### Short exercise
Give the lines of the listing starting at the one containing "Give bounding boxes for each utility" and ending at the one containing "[232,110,295,179]" as a Markdown table with the columns Row and Line, numbering each row. Leave out the picture and any blank lines.

Image annotation data:
□ □ □
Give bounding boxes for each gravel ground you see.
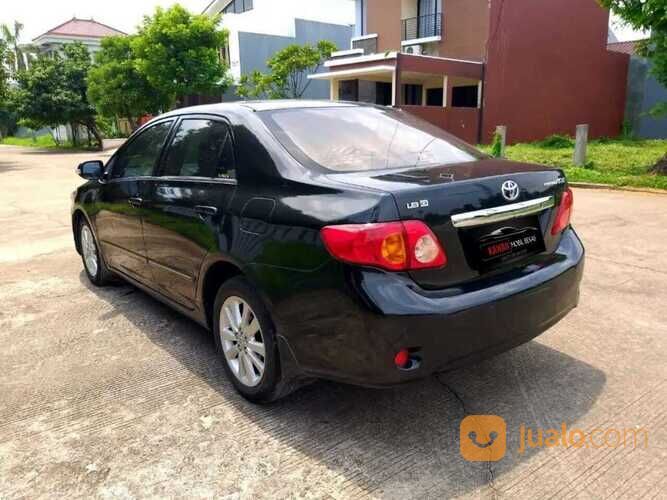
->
[0,146,667,498]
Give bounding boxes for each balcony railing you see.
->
[401,12,442,41]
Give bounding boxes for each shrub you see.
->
[491,132,503,158]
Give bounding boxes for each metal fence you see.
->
[401,13,442,41]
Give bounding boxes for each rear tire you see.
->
[213,276,291,403]
[78,217,113,287]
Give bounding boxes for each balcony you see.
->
[401,12,442,42]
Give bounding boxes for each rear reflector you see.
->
[394,349,410,368]
[321,220,447,271]
[551,188,574,235]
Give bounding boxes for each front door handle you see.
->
[195,205,218,216]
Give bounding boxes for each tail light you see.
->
[551,188,574,235]
[321,220,447,271]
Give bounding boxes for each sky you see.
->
[0,0,642,42]
[0,0,210,43]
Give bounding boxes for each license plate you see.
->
[480,227,544,265]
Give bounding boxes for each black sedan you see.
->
[72,101,584,402]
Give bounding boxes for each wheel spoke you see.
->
[239,302,251,328]
[223,306,237,329]
[246,351,264,377]
[225,344,239,360]
[248,340,266,358]
[236,352,246,383]
[220,327,236,342]
[243,317,259,339]
[242,352,256,384]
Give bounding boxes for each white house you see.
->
[32,17,126,58]
[204,0,355,98]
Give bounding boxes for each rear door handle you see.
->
[195,205,218,216]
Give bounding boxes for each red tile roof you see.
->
[607,40,641,56]
[35,17,126,40]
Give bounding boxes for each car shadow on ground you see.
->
[80,272,606,497]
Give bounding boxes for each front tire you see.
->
[213,277,290,403]
[79,219,112,286]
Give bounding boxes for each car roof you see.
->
[160,99,361,117]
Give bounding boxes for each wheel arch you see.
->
[72,208,90,255]
[200,260,243,330]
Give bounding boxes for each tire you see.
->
[213,276,291,403]
[78,217,113,287]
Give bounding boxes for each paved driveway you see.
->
[0,146,667,498]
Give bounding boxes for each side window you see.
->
[162,119,236,179]
[111,122,171,179]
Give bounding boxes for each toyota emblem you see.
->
[501,181,519,201]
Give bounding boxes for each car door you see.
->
[144,116,236,309]
[95,120,173,284]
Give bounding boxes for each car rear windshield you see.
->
[260,106,485,172]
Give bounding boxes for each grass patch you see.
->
[0,135,58,148]
[481,139,667,189]
[0,135,97,151]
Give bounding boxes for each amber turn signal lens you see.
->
[381,233,405,265]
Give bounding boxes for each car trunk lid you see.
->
[330,159,565,289]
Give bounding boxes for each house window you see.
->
[426,88,444,107]
[338,80,359,101]
[452,85,479,108]
[403,84,422,106]
[222,0,253,14]
[375,82,392,106]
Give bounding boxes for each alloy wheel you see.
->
[220,296,266,387]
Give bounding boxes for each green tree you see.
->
[132,4,228,105]
[0,40,9,104]
[12,43,102,148]
[599,0,667,115]
[237,40,337,99]
[88,36,169,130]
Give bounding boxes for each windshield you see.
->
[262,106,485,172]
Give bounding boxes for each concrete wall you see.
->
[625,56,667,139]
[483,0,629,142]
[239,19,354,100]
[366,0,401,53]
[438,0,490,61]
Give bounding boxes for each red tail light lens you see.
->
[321,220,447,271]
[551,188,574,235]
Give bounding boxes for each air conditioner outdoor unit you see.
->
[404,45,424,56]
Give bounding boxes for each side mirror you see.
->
[76,160,104,181]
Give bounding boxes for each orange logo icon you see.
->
[459,415,507,462]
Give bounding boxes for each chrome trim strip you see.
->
[452,195,556,228]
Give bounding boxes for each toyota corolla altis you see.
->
[72,101,584,401]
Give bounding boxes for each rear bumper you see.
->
[283,229,584,386]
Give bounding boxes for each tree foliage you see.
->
[0,40,9,107]
[12,43,102,147]
[88,36,169,130]
[237,40,337,99]
[132,4,228,104]
[599,0,667,115]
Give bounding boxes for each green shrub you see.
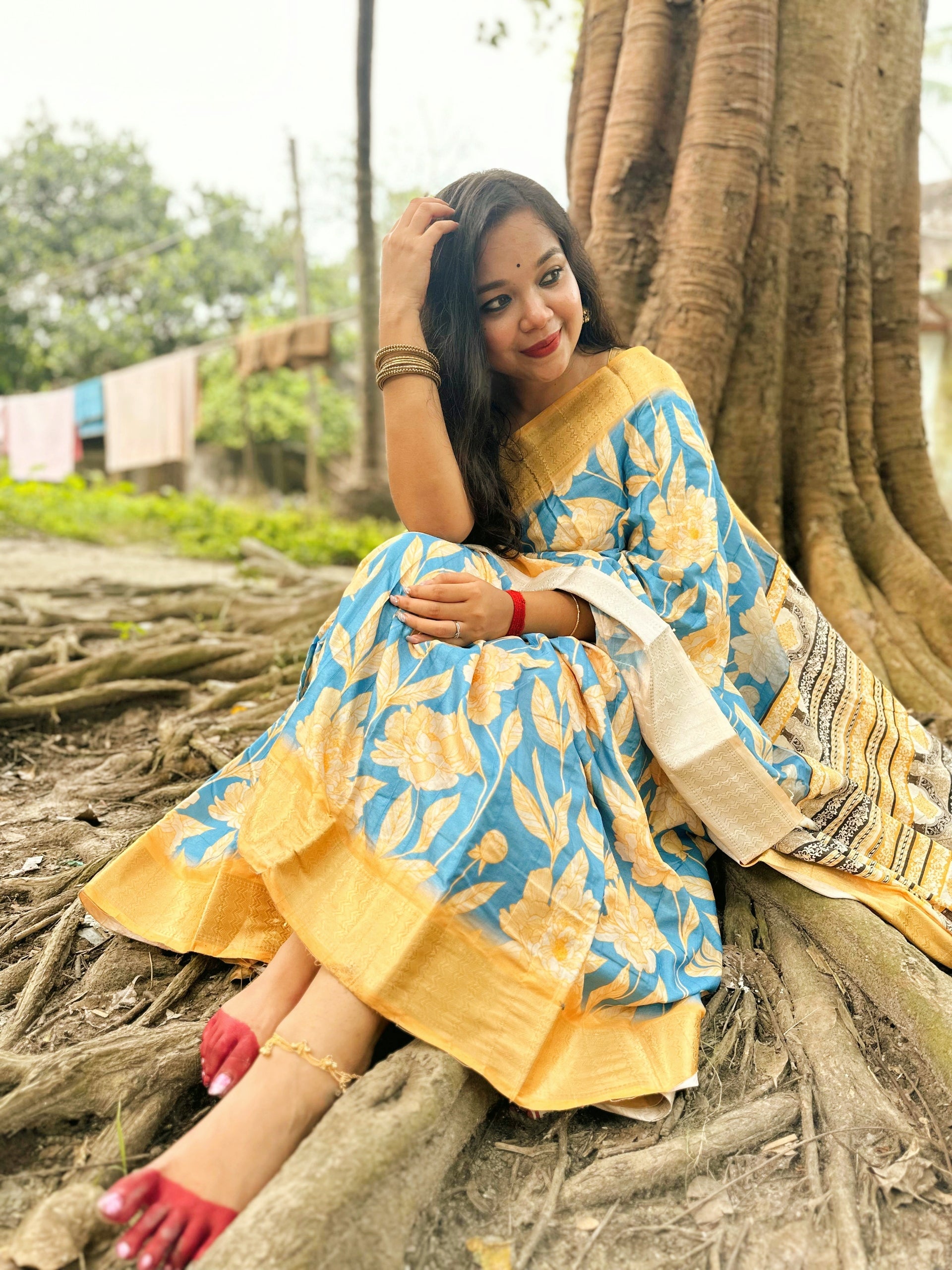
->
[0,475,400,565]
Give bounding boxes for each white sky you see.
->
[0,0,952,256]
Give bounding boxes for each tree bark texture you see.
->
[566,0,952,715]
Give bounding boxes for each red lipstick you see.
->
[519,326,562,357]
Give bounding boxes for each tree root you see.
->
[0,899,85,1046]
[202,1041,496,1270]
[560,1089,800,1210]
[0,1022,202,1134]
[0,680,192,723]
[725,861,952,1097]
[138,952,211,1027]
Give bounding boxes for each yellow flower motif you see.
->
[295,689,369,814]
[648,761,705,835]
[731,590,789,692]
[551,498,621,551]
[466,640,531,726]
[154,794,207,855]
[649,454,717,581]
[371,702,480,790]
[680,587,731,689]
[467,829,509,873]
[208,781,254,829]
[499,851,598,984]
[595,880,671,974]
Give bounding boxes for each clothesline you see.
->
[0,309,357,481]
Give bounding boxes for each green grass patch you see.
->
[0,476,400,565]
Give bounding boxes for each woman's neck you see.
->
[505,352,610,432]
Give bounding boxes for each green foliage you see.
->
[198,352,357,461]
[0,118,294,392]
[0,476,400,565]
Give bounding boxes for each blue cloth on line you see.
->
[72,379,105,441]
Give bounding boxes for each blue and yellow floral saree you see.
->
[84,348,952,1109]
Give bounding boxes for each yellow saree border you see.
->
[81,824,705,1110]
[503,347,687,510]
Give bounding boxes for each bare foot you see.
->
[104,969,383,1270]
[222,935,319,1045]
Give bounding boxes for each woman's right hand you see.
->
[379,198,458,325]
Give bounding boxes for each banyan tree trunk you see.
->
[567,0,952,715]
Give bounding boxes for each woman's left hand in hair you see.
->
[390,573,513,646]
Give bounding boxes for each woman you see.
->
[84,172,952,1270]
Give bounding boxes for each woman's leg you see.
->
[202,935,317,1097]
[103,968,385,1266]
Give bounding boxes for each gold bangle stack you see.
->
[373,344,440,388]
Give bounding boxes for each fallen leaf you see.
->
[688,1176,734,1225]
[466,1238,513,1270]
[7,856,43,878]
[872,1147,948,1208]
[6,1182,107,1270]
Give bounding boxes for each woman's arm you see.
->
[379,198,474,542]
[390,573,595,645]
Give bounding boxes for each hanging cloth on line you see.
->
[2,388,76,481]
[235,318,330,380]
[103,349,198,472]
[72,379,105,441]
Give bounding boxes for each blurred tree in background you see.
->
[0,120,298,392]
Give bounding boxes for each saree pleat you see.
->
[82,349,952,1110]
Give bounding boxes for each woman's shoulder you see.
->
[608,344,691,405]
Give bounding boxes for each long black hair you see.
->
[422,168,619,556]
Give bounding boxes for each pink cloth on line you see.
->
[4,388,76,481]
[103,349,198,472]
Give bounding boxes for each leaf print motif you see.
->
[329,624,353,680]
[499,851,598,984]
[549,498,619,553]
[625,419,657,477]
[578,803,605,860]
[595,879,673,974]
[208,781,254,829]
[371,702,480,790]
[674,405,712,472]
[680,581,736,689]
[585,965,631,1015]
[499,707,523,758]
[532,678,567,755]
[413,794,460,853]
[662,587,697,625]
[440,882,505,917]
[678,899,701,949]
[387,671,453,706]
[509,772,552,850]
[684,936,723,979]
[466,829,509,873]
[655,410,684,485]
[376,642,401,708]
[400,537,422,588]
[595,432,622,489]
[612,694,635,746]
[649,453,717,581]
[374,789,414,856]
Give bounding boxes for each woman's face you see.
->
[476,208,581,382]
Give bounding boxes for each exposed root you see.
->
[560,1091,800,1209]
[202,1041,496,1270]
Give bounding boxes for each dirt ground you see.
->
[0,540,952,1270]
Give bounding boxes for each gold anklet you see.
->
[258,1032,360,1097]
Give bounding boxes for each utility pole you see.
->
[288,137,321,503]
[357,0,386,492]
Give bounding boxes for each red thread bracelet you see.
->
[506,588,526,635]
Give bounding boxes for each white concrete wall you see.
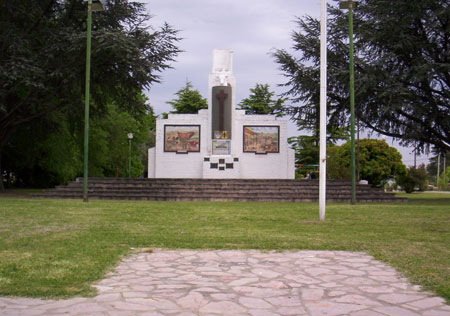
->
[149,110,209,178]
[232,110,295,179]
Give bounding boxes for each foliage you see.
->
[288,135,319,178]
[427,150,450,184]
[0,198,450,299]
[327,139,407,187]
[0,0,179,185]
[273,0,450,151]
[163,81,208,118]
[438,167,450,191]
[238,83,286,116]
[397,164,428,193]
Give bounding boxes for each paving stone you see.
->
[277,306,307,316]
[177,292,208,310]
[305,300,367,316]
[423,309,450,316]
[200,301,246,314]
[375,306,420,316]
[350,309,386,316]
[248,309,280,316]
[332,294,381,306]
[408,297,445,309]
[302,289,324,301]
[0,249,450,316]
[378,293,423,304]
[252,269,280,279]
[239,297,272,309]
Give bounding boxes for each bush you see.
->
[398,164,428,193]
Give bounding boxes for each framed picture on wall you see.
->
[164,125,200,153]
[243,125,280,154]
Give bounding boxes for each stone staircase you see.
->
[34,178,406,202]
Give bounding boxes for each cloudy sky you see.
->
[138,0,427,165]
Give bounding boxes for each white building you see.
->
[148,50,295,179]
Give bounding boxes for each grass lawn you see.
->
[0,195,450,301]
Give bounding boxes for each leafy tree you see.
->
[427,150,450,184]
[397,164,428,193]
[238,83,286,116]
[4,99,155,187]
[438,167,450,191]
[327,139,406,187]
[163,81,208,118]
[0,0,180,188]
[273,0,450,151]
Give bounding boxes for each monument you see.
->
[148,49,295,179]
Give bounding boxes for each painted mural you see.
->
[164,125,200,152]
[244,126,280,153]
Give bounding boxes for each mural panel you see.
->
[164,125,200,152]
[244,125,280,154]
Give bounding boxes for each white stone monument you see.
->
[148,49,295,179]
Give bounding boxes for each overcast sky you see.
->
[139,0,427,165]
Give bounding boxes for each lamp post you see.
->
[127,133,133,178]
[339,0,359,204]
[83,0,105,202]
[319,0,327,222]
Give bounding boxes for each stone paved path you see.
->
[0,250,450,316]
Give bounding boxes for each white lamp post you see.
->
[319,0,327,221]
[127,133,133,178]
[83,0,105,202]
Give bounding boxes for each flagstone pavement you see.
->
□ □ □
### Solution to this task
| Row | Line |
|---|---|
| 1 | Give bounding boxes for each utility pole you see. |
| 2 | -> |
| 3 | [288,137,321,503] |
| 4 | [357,0,386,492] |
| 5 | Give bounding boxes for each red thread bracelet you see. |
| 6 | -> |
| 7 | [506,588,526,635] |
| 8 | Give bounding boxes for each white concrete wall you see. |
| 9 | -> |
| 10 | [149,110,209,178] |
| 11 | [232,110,295,179] |